*ASSIGNMENT:* Please retype all of the entries that follow, leaving the images out.

((

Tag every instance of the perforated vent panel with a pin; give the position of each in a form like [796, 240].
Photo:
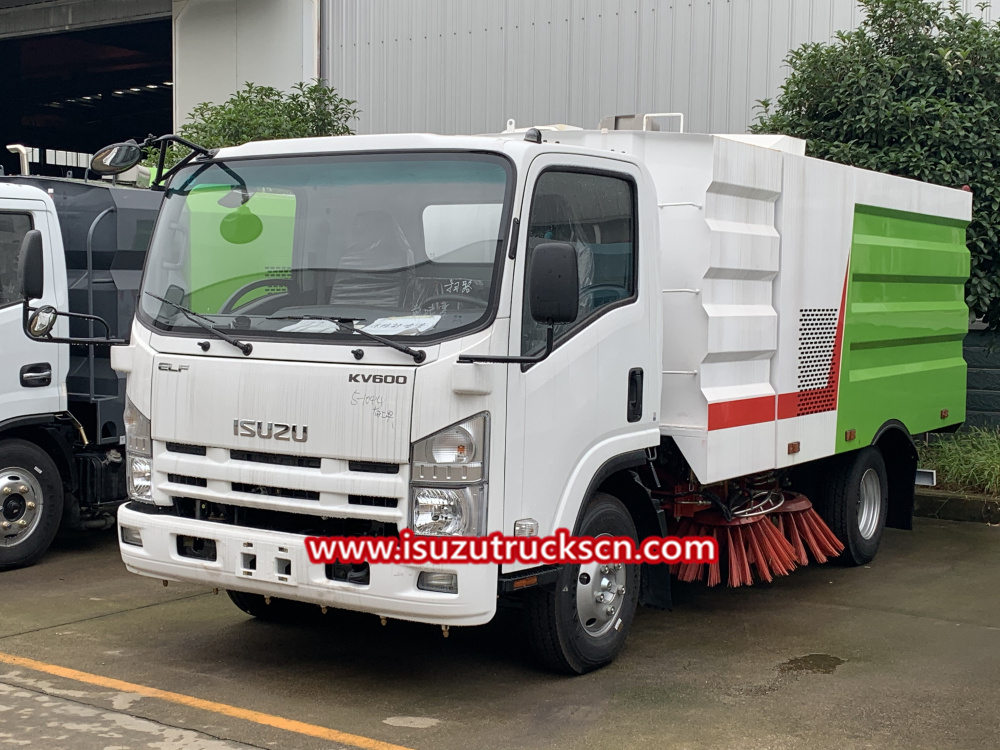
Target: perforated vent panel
[817, 380]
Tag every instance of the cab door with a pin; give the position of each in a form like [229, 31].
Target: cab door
[30, 374]
[595, 398]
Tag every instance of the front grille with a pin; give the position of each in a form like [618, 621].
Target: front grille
[281, 521]
[376, 502]
[373, 467]
[260, 489]
[191, 450]
[193, 481]
[275, 459]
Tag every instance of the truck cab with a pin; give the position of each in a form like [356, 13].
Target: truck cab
[300, 250]
[61, 429]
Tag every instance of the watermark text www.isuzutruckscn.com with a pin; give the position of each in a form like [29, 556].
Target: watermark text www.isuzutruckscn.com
[560, 548]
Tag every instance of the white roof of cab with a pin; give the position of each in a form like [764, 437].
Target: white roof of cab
[391, 142]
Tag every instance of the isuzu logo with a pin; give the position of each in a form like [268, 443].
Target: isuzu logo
[270, 430]
[357, 377]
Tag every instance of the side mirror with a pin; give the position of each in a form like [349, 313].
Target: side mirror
[31, 265]
[554, 286]
[41, 322]
[116, 158]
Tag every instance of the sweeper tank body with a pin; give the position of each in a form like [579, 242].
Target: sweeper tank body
[805, 304]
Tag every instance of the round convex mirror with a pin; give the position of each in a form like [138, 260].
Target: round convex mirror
[116, 158]
[41, 321]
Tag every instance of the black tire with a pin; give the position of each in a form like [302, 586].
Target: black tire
[853, 506]
[31, 490]
[279, 610]
[558, 636]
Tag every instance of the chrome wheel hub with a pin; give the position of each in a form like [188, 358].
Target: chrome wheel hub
[20, 505]
[869, 503]
[600, 590]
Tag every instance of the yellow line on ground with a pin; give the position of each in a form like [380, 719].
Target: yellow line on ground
[279, 722]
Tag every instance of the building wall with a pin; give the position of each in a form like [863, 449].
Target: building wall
[221, 44]
[466, 66]
[982, 353]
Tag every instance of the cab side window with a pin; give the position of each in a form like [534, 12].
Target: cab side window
[13, 227]
[596, 214]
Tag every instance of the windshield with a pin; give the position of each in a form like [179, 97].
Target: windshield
[398, 245]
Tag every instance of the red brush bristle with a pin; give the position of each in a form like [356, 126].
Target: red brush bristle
[752, 534]
[739, 565]
[715, 568]
[805, 530]
[779, 551]
[791, 532]
[824, 536]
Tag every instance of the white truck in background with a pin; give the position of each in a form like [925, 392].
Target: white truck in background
[614, 332]
[61, 430]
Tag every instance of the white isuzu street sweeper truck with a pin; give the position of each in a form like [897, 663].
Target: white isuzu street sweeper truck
[614, 332]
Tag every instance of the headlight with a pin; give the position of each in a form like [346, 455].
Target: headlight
[455, 455]
[448, 480]
[449, 511]
[138, 454]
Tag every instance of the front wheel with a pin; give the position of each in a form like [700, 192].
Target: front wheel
[856, 504]
[31, 503]
[581, 624]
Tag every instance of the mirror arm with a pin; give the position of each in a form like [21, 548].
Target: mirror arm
[162, 142]
[549, 339]
[26, 310]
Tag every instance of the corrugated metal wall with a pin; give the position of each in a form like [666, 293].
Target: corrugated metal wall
[982, 353]
[465, 66]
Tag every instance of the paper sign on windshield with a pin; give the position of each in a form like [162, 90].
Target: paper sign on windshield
[404, 326]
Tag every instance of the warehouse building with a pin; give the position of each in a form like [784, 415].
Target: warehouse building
[78, 73]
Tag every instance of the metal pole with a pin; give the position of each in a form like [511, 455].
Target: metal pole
[90, 288]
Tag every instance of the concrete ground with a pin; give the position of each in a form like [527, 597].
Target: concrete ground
[904, 653]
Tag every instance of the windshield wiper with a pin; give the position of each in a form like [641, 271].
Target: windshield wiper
[205, 322]
[419, 355]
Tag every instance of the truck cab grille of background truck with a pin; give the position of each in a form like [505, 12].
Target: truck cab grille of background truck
[278, 520]
[262, 489]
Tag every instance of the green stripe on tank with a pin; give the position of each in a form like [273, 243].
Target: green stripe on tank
[906, 317]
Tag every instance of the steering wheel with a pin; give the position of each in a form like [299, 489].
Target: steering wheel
[230, 304]
[589, 291]
[453, 298]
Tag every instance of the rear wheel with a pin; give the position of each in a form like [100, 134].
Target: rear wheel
[856, 503]
[31, 503]
[279, 610]
[582, 623]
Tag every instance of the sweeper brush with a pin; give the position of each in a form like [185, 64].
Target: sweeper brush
[771, 539]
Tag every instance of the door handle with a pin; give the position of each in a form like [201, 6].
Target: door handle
[37, 375]
[634, 394]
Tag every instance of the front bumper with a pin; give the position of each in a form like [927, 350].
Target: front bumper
[282, 569]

))

*EXERCISE OUTPUT:*
Tag every instance of the perforated vent panel with a pin; give the position of each in a form like [796, 240].
Photo:
Target: perforated vent panel
[817, 380]
Tag every instance of the cab door with a pin; give the position of each in a form like [229, 31].
Target: cab door
[30, 374]
[595, 398]
Tag every instance of the front grille with a pin; give the position of each in a form like [618, 621].
Target: front grille
[281, 521]
[376, 502]
[373, 467]
[260, 489]
[191, 450]
[193, 481]
[275, 459]
Tag every instance of the truck cab with a pin; give the position of each in a form like [356, 13].
Target: truck cab
[300, 250]
[61, 429]
Tag every instance of the watermark text www.isuzutruckscn.com with a pin; give the position of each in a form like [29, 556].
Target: watermark text www.isuzutruckscn.com
[560, 548]
Tag every instance of the white roof of cab with a pin; give the position of each in a form like [764, 437].
Target: white roof of cab
[391, 142]
Tag every instance of the isuzu logo with a pin; give the position of each in a form like [268, 443].
Target: isuzu logo
[270, 430]
[357, 377]
Tag every instance of the side mirror with a pin; give the position of each in a form like [349, 313].
Target: side mirror
[31, 265]
[554, 286]
[41, 322]
[116, 158]
Tag every instance of the sweeper tank body with a pin; give the position of each in a form like [579, 242].
Target: sweeper tank body
[805, 304]
Tag every instance of the round convex mirror with a pin; give the position of each in a form like [138, 260].
Target: round convex mirror
[116, 158]
[41, 321]
Tag every instance of the black tire with a pin; give the position of each in a form like [302, 586].
Target: black tire
[853, 506]
[31, 490]
[279, 610]
[558, 636]
Tag every instance of the chrome wheel hub with a pin; give the position of each in a form like [188, 358].
Target: chrome wheel hub
[20, 505]
[869, 503]
[600, 590]
Tag every instance of the yellow line on ground with a pin; give the position of each in a form like [380, 719].
Target: yellow line on ground
[279, 722]
Tag every instance of the building wall with a pin; give the position of each in a form like [863, 449].
Target: building wall
[221, 44]
[466, 66]
[982, 353]
Tag every instance of the cab side window with a pin; give the position of each in a form like [534, 12].
Target: cab side window
[13, 227]
[596, 214]
Tag every instance of the windshield with a pin; give the position of each in a form like [179, 97].
Target: windshield
[398, 245]
Tag every instance of the red brush bristle with a pin; give the position of each in a form like [356, 126].
Target: red brush bristle
[752, 534]
[739, 565]
[715, 568]
[805, 530]
[779, 551]
[791, 532]
[824, 536]
Tag every instance of the white truck in background with a pin; give the position of each in a form like [925, 392].
Target: white truck in background
[614, 332]
[61, 430]
Tag every instance of the white isuzu street sweeper truck with a pin; give the position of each in a form like [897, 663].
Target: white isuzu street sweeper truck
[614, 332]
Tag every instance of the headlight with a pin; give the position of each in a form like [346, 455].
Target: headlight
[455, 455]
[448, 480]
[449, 511]
[138, 454]
Tag every instance of the front wheel with a pin; give the position of each in a form like [700, 192].
Target: front wheel
[856, 504]
[31, 503]
[581, 624]
Tag every instance of the mirror arm with a pin; give the position of each in a form like [21, 548].
Target: mirror arm
[162, 142]
[549, 339]
[26, 310]
Tag every instance of the corrugated metal wall with a pin; give the position of each in a form like [666, 293].
Target: corrugated metal wall
[982, 353]
[465, 66]
Tag every instance of the paper sign on windshield with a pin; give the position of each in a form like [162, 90].
Target: paper sign on windshield
[404, 326]
Tag every instance of the warehouse building with a pin; give the position of each in a form like [784, 415].
Target: warehouse building
[78, 73]
Tag every instance of the metal pole with a pin; give the position of each in a form like [511, 455].
Target: metal pole
[90, 288]
Tag every instance of the concrete ground with a pin; give the position of each in a form like [527, 597].
Target: concrete ground
[904, 653]
Tag every instance of the windshield wiper with a pin; give the position of each in a form like [641, 271].
Target: windshield wiper
[205, 322]
[419, 355]
Tag every instance of the truck cab grille of background truck with a pin; give the position of each in a form like [505, 12].
Target: truck cab grille of background truck
[278, 520]
[262, 489]
Tag every instance of the green stripe on tank with a pin; give the position of each in a form like [273, 243].
Target: green stripe on tank
[906, 317]
Tag every instance of the steering wheel with a pin; give the position of each in a form like [299, 489].
Target: steering wheel
[230, 304]
[589, 291]
[453, 298]
Tag every instance of the rear wheel with a pin; give the position of each in a form like [100, 134].
Target: rear wheel
[856, 503]
[31, 503]
[279, 610]
[582, 623]
Tag every instance of the sweeper brush with a pin; give the position of each in a form like [185, 64].
Target: sweeper brush
[771, 539]
Tag every instance of the door handle with a pin; give the position of each in a form like [201, 6].
Target: door handle
[37, 375]
[634, 394]
Tag every instance of the front bumper with a pin; give the position of each in a form like [927, 350].
Target: front bumper
[282, 569]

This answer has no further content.